# Problem details:
Can you reproduce every one of the items below word for word, changing nothing?

# Data shown:
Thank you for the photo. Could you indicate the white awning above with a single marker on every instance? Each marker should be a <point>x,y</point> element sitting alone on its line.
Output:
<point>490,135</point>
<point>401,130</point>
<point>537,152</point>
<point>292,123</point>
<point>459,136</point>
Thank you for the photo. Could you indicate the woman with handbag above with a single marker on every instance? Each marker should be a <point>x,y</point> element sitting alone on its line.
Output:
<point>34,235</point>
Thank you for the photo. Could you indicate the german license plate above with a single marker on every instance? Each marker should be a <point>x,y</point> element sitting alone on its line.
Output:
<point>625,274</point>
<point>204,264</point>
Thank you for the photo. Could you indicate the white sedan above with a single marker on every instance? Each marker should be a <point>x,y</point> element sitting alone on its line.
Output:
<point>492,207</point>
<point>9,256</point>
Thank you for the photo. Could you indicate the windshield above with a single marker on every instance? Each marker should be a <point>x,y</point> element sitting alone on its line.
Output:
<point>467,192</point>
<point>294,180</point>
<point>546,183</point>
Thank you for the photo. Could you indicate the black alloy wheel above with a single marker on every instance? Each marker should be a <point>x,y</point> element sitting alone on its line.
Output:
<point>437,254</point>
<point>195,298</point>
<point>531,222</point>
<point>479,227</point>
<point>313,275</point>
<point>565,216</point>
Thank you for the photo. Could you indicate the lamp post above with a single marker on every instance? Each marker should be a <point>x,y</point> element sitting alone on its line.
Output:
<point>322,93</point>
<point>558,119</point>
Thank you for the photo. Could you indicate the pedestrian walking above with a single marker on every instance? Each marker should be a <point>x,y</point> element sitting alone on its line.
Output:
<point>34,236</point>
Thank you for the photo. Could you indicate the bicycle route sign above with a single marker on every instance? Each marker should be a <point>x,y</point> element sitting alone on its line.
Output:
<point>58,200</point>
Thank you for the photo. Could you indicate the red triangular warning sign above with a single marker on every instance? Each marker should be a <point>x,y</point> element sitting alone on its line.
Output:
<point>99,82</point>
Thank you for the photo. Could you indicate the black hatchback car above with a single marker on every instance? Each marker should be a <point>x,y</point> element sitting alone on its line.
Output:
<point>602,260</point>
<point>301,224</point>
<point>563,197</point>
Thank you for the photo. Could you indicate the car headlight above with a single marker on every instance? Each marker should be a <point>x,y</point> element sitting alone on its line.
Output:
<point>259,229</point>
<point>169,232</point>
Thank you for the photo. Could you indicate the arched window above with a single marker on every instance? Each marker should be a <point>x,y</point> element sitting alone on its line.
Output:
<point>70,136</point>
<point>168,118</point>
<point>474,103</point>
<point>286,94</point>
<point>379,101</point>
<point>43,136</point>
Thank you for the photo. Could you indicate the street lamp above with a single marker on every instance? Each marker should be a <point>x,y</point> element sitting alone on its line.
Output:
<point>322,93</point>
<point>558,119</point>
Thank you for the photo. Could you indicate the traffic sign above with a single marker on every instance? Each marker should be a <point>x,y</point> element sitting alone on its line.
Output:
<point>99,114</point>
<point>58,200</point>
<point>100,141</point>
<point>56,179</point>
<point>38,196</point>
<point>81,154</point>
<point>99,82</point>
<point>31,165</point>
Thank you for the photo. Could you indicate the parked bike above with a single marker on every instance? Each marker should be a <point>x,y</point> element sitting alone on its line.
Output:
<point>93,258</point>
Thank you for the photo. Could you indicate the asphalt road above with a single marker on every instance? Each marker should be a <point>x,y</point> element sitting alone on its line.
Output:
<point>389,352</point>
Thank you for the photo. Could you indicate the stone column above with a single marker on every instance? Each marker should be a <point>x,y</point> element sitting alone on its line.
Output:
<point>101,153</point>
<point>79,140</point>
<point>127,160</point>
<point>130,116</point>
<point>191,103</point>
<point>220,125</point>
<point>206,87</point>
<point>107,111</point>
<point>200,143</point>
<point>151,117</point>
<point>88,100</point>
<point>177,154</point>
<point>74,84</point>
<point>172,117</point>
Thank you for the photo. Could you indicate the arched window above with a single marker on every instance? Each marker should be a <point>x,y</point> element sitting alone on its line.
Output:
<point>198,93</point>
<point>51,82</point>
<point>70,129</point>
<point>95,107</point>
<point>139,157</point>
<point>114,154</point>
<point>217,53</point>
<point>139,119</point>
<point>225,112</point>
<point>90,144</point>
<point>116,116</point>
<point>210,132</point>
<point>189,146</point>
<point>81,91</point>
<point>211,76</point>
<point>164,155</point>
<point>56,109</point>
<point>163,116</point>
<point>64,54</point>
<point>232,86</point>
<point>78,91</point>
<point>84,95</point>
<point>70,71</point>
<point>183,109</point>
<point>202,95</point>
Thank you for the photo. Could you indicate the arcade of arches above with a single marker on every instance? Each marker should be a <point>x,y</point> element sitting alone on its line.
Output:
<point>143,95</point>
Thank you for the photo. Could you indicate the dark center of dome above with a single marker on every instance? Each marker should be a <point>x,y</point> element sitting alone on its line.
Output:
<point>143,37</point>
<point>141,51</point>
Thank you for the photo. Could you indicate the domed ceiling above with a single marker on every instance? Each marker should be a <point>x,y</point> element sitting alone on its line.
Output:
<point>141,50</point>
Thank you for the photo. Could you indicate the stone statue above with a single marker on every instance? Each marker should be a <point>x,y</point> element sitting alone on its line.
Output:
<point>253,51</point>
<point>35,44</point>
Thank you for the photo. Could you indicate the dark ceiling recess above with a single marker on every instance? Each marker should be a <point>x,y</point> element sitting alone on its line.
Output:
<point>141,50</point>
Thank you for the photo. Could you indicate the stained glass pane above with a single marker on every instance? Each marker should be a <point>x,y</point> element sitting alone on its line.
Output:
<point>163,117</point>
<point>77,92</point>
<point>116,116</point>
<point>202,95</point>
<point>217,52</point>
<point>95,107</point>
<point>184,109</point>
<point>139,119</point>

# Answer to this problem:
Thank you for the photo. Could you indicate the white awning above with a single marker on every instance? Each marker should be a <point>x,y</point> element sitting alone on its line.
Output:
<point>490,135</point>
<point>401,130</point>
<point>537,152</point>
<point>292,123</point>
<point>459,136</point>
Thank you for the photo. Could you indicate the woman with handbag above with a single marker on every instance? Each marker should be a <point>x,y</point> element sitting alone on its line.
Output:
<point>34,235</point>
Thank you for the photo. Could you indicate the german license plate above with a single marker on every instance? Each marker should be a <point>x,y</point> element sitting alone on its line.
Output:
<point>625,274</point>
<point>204,264</point>
Thank you for the photo. Could you indicate the white sedan above with a single marker on every instance? Each marker should be a <point>x,y</point> element sitting alone on its line.
Output:
<point>492,207</point>
<point>9,256</point>
Thank you for the photo. Could you indicate the windshield above with a single marker on every instance? Each marker should be a <point>x,y</point> element sitting alone on its line.
Output:
<point>467,192</point>
<point>294,180</point>
<point>546,183</point>
Thank you for the photo. Could you indicate the black alloy wheel above with a single marker on every instance? Each marker should be a <point>x,y</point> element sitting alone on its line.
Output:
<point>437,254</point>
<point>195,298</point>
<point>531,222</point>
<point>479,227</point>
<point>313,275</point>
<point>565,216</point>
Thank you for the photo. Could you indicate the lamp post above with a single marker on every instance? Each marker should be a <point>x,y</point> element sitting alone on its line.
Output:
<point>322,93</point>
<point>558,119</point>
Thank you for the photo. Could you indicate the pedestrian walking above with a single marker on every instance? Each marker should be a <point>x,y</point> element sitting alone on its line.
Output:
<point>34,236</point>
Thank you for the photo. Could you indicate the bicycle route sign above with a single marker on every instance? Each marker should be a <point>x,y</point> element sitting alone on its line.
Output:
<point>58,200</point>
Thank you for the photo. Could you indicate the red triangular warning sign above with a single marker on every instance? Each marker should be a <point>x,y</point> element sitting alone on its line.
Output:
<point>99,82</point>
Thank you for the photo. Could you indicate the black hatchback car above with a single marker on every instance? Each marker should be a <point>x,y</point> element sitting alone on its line.
Output:
<point>602,260</point>
<point>301,224</point>
<point>563,197</point>
Thank you for the photo. Could you indicate the car headlight above with a single marker on every instance? Each marker should be a <point>x,y</point> element sitting alone on its line.
Output:
<point>259,229</point>
<point>169,232</point>
Thank you for the photo. Could you indicate the arched window above with a single marker on every instance? Each marker should be a <point>x,y</point> element sitting alone on its line.
Output:
<point>70,136</point>
<point>168,118</point>
<point>474,103</point>
<point>286,94</point>
<point>379,101</point>
<point>43,136</point>
Thank you for the photo. Could you indicate the street lamp above with a single marker on every instance? Each marker should be a <point>x,y</point> element sitting alone on its line.
Output:
<point>322,93</point>
<point>558,119</point>
Thank you for the photo. Could you indicate the traffic sign above with a single marker on every instance? Each marker should be a <point>x,y</point> element sitting alone on its line.
Output:
<point>99,114</point>
<point>58,200</point>
<point>100,141</point>
<point>56,179</point>
<point>38,196</point>
<point>81,154</point>
<point>99,82</point>
<point>31,165</point>
Thank you for the photo. Could you indicate the parked bike above with a single marker on every instance? Each marker should be a <point>x,y</point> element sitting alone on its line.
Output:
<point>93,258</point>
Thank you for the photo. Could you indicate the asphalt road above with a single marker on every instance? Each marker should be a <point>x,y</point> element sitting alone on its line.
Output:
<point>389,352</point>
Thank you for the photo. Could you indicate the stone column above with a single marker on every instance? Each marker should be a <point>x,y</point> element sitting alone on its line.
Output:
<point>101,153</point>
<point>79,140</point>
<point>127,160</point>
<point>130,116</point>
<point>191,103</point>
<point>220,125</point>
<point>206,87</point>
<point>107,111</point>
<point>200,143</point>
<point>151,117</point>
<point>88,100</point>
<point>177,154</point>
<point>74,84</point>
<point>172,117</point>
Thank you for the photo. Could you indicate the arched window above with a single marker on every instance? Each marker should be a <point>x,y</point> element sitting alone on its line.
Output:
<point>198,93</point>
<point>51,82</point>
<point>70,129</point>
<point>95,107</point>
<point>139,157</point>
<point>114,154</point>
<point>217,53</point>
<point>139,119</point>
<point>225,112</point>
<point>90,144</point>
<point>116,116</point>
<point>210,132</point>
<point>189,146</point>
<point>81,91</point>
<point>211,76</point>
<point>164,155</point>
<point>56,109</point>
<point>163,116</point>
<point>64,54</point>
<point>232,86</point>
<point>78,91</point>
<point>84,95</point>
<point>70,71</point>
<point>183,109</point>
<point>202,95</point>
Thank you for the photo. Could you indicate the arcade of arches above with a single marker on every instance? Each marker should be a <point>x,y</point> element sitting alone on its line.
Output:
<point>143,95</point>
Thank you for the photo. Could you indicate the dark center of dome above with a single marker on every instance? Each marker should be a <point>x,y</point> element sitting alone on its line.
Output:
<point>143,37</point>
<point>141,51</point>
Thank you for the photo. Could you indicate the domed ceiling above with a single marker on every instance? Each marker should be a <point>x,y</point> element sitting alone on its line.
Output:
<point>141,50</point>
Thank you for the photo. Could you indicate the stone statue above with a single marker on every instance? Each marker should be a <point>x,y</point> element sitting alone on its line.
Output:
<point>253,51</point>
<point>35,44</point>
Thank you for the photo. Could you indicate the dark ceiling recess above with a single marker on every instance? Each marker should be a <point>x,y</point> element sitting alone on its line.
Output:
<point>141,50</point>
Thank you for the photo. Could you indicate the stained glass pane above with a single marker on every instance? Each marker should be a <point>x,y</point> element sitting alone on its line.
Output:
<point>163,117</point>
<point>77,92</point>
<point>116,116</point>
<point>202,95</point>
<point>217,52</point>
<point>95,107</point>
<point>184,109</point>
<point>139,119</point>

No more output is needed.